**Source data**
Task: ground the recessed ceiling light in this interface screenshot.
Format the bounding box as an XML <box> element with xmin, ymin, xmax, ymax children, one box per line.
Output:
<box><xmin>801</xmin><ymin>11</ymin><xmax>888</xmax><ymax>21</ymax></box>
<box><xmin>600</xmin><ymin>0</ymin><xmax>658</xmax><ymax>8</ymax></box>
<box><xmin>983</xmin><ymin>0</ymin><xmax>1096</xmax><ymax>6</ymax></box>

**Exercise details**
Give the entries again in full, exactly as they are written.

**Response to the exercise**
Task: ground the recessed ceiling light in this interface screenshot.
Format the bounding box as an XML <box> element with xmin, ymin, xmax, ymax children, one box per line.
Output:
<box><xmin>801</xmin><ymin>11</ymin><xmax>888</xmax><ymax>21</ymax></box>
<box><xmin>600</xmin><ymin>0</ymin><xmax>658</xmax><ymax>8</ymax></box>
<box><xmin>983</xmin><ymin>0</ymin><xmax>1096</xmax><ymax>6</ymax></box>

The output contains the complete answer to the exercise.